Records of labeled boxes:
◇ ◇ ◇ ◇ ◇

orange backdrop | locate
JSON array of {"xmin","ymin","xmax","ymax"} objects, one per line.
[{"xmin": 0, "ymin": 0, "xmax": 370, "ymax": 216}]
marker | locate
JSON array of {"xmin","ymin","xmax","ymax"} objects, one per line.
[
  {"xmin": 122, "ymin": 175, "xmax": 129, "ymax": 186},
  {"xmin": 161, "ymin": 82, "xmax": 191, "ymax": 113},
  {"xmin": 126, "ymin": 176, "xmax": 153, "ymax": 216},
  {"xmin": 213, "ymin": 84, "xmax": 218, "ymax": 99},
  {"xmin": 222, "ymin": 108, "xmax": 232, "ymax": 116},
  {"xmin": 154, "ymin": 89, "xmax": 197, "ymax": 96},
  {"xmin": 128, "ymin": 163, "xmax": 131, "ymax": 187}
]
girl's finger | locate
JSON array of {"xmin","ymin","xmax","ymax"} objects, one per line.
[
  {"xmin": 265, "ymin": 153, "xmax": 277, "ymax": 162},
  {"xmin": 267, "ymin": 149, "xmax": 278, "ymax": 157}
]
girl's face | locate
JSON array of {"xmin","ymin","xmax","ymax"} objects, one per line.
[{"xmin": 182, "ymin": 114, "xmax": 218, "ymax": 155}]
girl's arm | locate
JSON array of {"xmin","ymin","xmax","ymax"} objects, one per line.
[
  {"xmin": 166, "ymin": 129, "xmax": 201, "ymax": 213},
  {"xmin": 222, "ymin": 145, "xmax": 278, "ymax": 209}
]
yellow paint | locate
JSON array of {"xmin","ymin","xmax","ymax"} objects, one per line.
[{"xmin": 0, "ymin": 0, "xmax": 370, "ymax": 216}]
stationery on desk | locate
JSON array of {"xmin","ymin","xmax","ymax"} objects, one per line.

◇ ◇ ◇ ◇ ◇

• _Task objective_
Every line above should be retyped exactly as given.

• _Answer to the problem_
orange backdrop | locate
JSON array of {"xmin","ymin","xmax","ymax"} objects, one per line.
[{"xmin": 0, "ymin": 0, "xmax": 370, "ymax": 216}]
marker | locate
JSON array of {"xmin","ymin","xmax","ymax"} objects, one per line.
[
  {"xmin": 122, "ymin": 175, "xmax": 129, "ymax": 186},
  {"xmin": 161, "ymin": 82, "xmax": 191, "ymax": 113},
  {"xmin": 126, "ymin": 176, "xmax": 153, "ymax": 216},
  {"xmin": 213, "ymin": 84, "xmax": 218, "ymax": 99},
  {"xmin": 222, "ymin": 108, "xmax": 232, "ymax": 116},
  {"xmin": 154, "ymin": 89, "xmax": 197, "ymax": 96},
  {"xmin": 128, "ymin": 163, "xmax": 131, "ymax": 187}
]
girl's finger | locate
JSON array of {"xmin","ymin","xmax","ymax"} objects, one per line.
[
  {"xmin": 265, "ymin": 153, "xmax": 277, "ymax": 162},
  {"xmin": 267, "ymin": 149, "xmax": 278, "ymax": 157}
]
girl's face | locate
JSON array of {"xmin","ymin","xmax","ymax"} objects, one per line.
[{"xmin": 182, "ymin": 114, "xmax": 218, "ymax": 155}]
girl's arm | locate
JSON array of {"xmin","ymin","xmax","ymax"} objects, one per line.
[
  {"xmin": 166, "ymin": 129, "xmax": 201, "ymax": 213},
  {"xmin": 222, "ymin": 145, "xmax": 278, "ymax": 209}
]
yellow paint | locate
JSON array of {"xmin","ymin","xmax","ymax"} objects, one per line.
[{"xmin": 0, "ymin": 0, "xmax": 370, "ymax": 216}]
stationery on desk | locate
JSON array of {"xmin","ymin","xmax","ymax"} objects, one per line.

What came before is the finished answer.